SOURCE DATA START
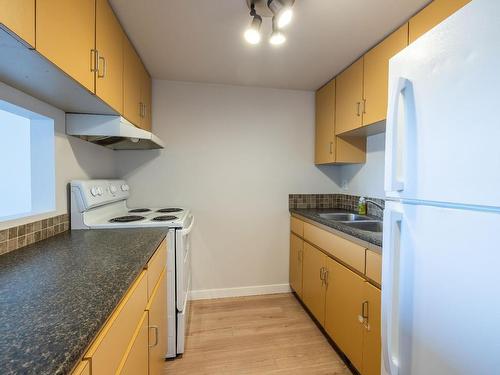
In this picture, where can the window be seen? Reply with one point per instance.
(27, 175)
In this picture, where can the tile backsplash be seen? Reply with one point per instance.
(26, 234)
(340, 201)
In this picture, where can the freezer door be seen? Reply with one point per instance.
(443, 126)
(440, 281)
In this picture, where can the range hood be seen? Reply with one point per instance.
(114, 132)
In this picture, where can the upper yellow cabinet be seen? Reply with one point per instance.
(432, 15)
(65, 35)
(109, 50)
(19, 17)
(132, 83)
(376, 75)
(349, 98)
(145, 99)
(325, 124)
(330, 148)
SOURCE DATA END
Quote, without any change, each line from the one that contains "In this picture, where can the upper" through the end of the material.

EXERCISE RESPONSE:
In this picture, where can the upper yellow cabinet be seen? Reply with one point per instance.
(432, 15)
(65, 35)
(109, 50)
(19, 17)
(132, 83)
(376, 75)
(349, 98)
(145, 99)
(325, 124)
(330, 148)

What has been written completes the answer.